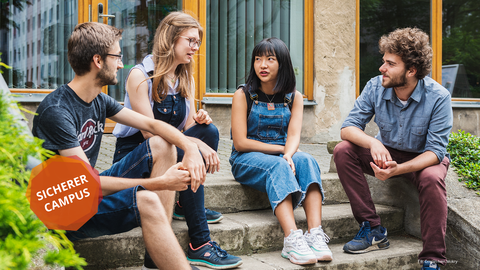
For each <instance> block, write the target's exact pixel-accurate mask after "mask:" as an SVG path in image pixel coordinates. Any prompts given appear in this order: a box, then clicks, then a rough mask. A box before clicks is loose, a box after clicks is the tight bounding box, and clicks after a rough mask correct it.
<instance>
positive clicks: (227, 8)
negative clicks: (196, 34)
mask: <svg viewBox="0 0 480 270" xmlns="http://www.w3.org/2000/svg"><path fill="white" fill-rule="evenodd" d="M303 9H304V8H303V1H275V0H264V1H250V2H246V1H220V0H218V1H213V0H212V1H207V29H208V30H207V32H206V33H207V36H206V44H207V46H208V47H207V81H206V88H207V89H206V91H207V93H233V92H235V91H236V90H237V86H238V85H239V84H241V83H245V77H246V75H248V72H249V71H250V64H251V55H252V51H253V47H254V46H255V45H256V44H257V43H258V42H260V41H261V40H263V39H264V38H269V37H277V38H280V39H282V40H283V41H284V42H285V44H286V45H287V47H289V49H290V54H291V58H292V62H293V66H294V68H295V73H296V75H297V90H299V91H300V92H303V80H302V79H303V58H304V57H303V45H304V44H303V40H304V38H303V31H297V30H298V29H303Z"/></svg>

-- -- --

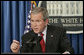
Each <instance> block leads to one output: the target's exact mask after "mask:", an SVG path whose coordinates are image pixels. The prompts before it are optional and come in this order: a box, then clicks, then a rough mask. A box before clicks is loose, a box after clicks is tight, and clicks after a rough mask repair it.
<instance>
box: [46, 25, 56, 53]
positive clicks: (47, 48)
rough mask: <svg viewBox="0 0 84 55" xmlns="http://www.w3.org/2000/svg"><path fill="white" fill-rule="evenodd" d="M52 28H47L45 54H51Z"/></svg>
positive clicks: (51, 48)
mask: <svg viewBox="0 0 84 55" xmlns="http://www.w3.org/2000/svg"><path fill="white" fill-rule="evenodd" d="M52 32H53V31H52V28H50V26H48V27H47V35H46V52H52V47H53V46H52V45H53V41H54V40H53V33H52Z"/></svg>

-- -- --

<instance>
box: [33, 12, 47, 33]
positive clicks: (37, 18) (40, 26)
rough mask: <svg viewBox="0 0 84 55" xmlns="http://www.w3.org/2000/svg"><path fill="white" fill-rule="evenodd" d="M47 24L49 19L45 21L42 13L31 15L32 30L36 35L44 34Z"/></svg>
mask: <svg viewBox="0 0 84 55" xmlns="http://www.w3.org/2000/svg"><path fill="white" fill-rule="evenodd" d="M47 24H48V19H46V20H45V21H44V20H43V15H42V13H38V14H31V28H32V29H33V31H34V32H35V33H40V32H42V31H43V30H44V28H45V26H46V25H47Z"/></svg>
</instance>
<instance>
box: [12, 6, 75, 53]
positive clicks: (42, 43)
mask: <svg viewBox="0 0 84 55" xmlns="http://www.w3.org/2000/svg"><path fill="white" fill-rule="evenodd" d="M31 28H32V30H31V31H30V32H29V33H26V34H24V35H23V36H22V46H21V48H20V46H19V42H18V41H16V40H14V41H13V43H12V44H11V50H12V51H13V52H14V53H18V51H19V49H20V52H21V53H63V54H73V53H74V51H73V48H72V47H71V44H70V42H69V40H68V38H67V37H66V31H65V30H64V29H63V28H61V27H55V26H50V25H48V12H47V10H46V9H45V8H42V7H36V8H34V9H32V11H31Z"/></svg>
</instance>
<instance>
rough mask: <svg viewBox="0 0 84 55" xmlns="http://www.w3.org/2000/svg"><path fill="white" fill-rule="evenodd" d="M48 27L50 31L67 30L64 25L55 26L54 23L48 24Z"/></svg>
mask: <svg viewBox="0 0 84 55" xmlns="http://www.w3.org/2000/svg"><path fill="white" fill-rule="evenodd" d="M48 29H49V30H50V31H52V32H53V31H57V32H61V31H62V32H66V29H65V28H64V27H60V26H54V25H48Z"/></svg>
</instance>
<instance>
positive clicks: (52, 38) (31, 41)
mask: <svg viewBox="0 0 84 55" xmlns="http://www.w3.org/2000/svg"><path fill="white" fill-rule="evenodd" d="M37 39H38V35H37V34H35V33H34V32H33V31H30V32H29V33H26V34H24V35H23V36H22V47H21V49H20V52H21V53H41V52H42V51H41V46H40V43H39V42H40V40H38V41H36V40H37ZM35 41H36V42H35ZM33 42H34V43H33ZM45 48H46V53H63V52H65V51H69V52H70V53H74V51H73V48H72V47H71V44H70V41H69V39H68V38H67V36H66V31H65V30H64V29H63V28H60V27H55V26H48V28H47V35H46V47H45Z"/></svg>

-- -- --

### WORK REQUIRED:
Would you filter the entries above and keep each line that has the word "coordinates"?

### WRITTEN RESPONSE:
For each <instance> block, write the target's exact pixel-accurate mask after "mask:" as an SVG path in image pixel coordinates. Any prompts given appear in this order: a box, then clicks, then a rough mask. A box before clicks is loose, a box after clicks is the tight bounding box, and clicks after a rough mask correct it.
Each <instance> block leads to one output: the target's exact mask after "mask:", an SVG path whose coordinates are image pixels. The prompts before it are optional and come in this order: a box, then clicks, then a rough mask. A box before clicks is loose, a box after clicks is tight, and clicks after a rough mask repair it.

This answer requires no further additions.